INSTRUCCIONES DE TRABAJO
A – Traduzca al inglés la oración «Y, con todo, Dios es inocente.», tomada del texto sobre el factor Dios.
B – Según el texto sobre el factor Dios, ¿qué significa la palabra herejía?
C – Prolongue el texto sobre el factor Dios a partir de su última oración.
-------- TEXTO PROPORCIONADO
Durante siglos, la Inquisición
fue, también, como hoy los talibán, una organización terrorista dedicada a
interpretar perversamente textos sagrados que deberían merecer el respeto
de quien en ellos decía creer, un monstruoso connubio pactado entre la Religión
y el Estado contra la libertad de conciencia y contra el más humano de los
derechos: el derecho a decir no, el derecho a la herejía, el derecho a escoger
otra cosa, que sólo eso es lo que la palabra herejía significa.
Y, con todo, Dios es inocente.
Inocente como algo que no existe, que no ha existido ni existirá nunca, inocente
de haber creado un universo entero para colocar en él seres capaces de cometer
los mayores crímenes para luego justificarlos diciendo que son celebraciones
de su poder y de su gloria, mientras los muertos se van acumulando, estos
de las torres gemelas de Nueva York, y todos los demás que, en nombre de un
Dios convertido en asesino por la voluntad y por la acción de los hombres,
han cubierto e insisten en cubrir de terror y sangre las páginas de la Historia.
Los dioses, pienso yo, sólo existen en el cerebro humano, prosperan o se deterioran
dentro del mismo universo que los ha inventado, pero el `factor Dios´, ese,
está presente en la vida como si efectivamente fuese dueño y señor de ella.
----------------
-------- EXTRACTOS DE ÍTEMS
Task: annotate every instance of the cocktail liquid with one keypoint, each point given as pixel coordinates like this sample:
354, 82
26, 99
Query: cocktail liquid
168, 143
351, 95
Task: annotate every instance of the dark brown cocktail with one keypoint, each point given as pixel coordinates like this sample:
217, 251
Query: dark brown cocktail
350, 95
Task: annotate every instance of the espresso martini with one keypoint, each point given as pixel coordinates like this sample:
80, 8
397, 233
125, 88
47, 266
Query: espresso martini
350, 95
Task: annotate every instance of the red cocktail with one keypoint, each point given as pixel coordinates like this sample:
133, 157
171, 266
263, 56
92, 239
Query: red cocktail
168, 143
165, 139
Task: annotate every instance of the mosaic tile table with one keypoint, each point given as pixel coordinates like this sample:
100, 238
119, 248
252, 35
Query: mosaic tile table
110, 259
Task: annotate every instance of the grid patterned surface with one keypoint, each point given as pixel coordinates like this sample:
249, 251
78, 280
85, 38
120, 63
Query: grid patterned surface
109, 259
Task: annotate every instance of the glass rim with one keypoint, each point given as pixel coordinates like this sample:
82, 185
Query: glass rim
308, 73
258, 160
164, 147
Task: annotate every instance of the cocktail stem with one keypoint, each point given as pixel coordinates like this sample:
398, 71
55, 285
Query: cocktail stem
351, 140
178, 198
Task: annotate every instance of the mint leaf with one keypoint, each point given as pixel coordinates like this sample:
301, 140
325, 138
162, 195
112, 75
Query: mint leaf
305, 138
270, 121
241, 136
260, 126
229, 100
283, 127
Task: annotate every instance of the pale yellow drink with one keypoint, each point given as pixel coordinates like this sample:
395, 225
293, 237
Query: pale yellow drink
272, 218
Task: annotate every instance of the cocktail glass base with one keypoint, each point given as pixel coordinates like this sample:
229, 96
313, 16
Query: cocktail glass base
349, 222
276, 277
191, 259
----------------
RESPUESTAS A CONTINUACIÓN
A – And yet, God is innocent.

B – Significa escoger otra cosa.

C –
No es un dios, sino el `factor Dios´ el que se exhibe en los billetes de dólar
y se muestra en los carteles que piden para América (la de Estados Unidos,
no la otra...) la bendición divina. Y fue en el `factor Dios´ en lo que se
transformó el dios islámico que lanzó contra las torres del World Trade Center
los aviones de la revuelta contra los desprecios y de la venganza contra las
humillaciones. Se dirá que un dios se dedicó a sembrar vientos y que otro
dios responde ahora con tempestades. Es posible, y quizá sea cierto. Pero
no han sido ellos, pobres dioses sin culpa, ha sido el `factor Dios´, ese
que es terriblemente igual en todos los seres humanos donde quiera que estén
y sea cual sea la religión que profesen, ese que ha intoxicado el pensamiento
y abierto las puertas a las intolerancias más sórdidas, ese que no respeta
sino aquello en lo que manda creer, el que después de presumir de haber hecho
de la bestia un hombre acabó por hacer del hombre una bestia.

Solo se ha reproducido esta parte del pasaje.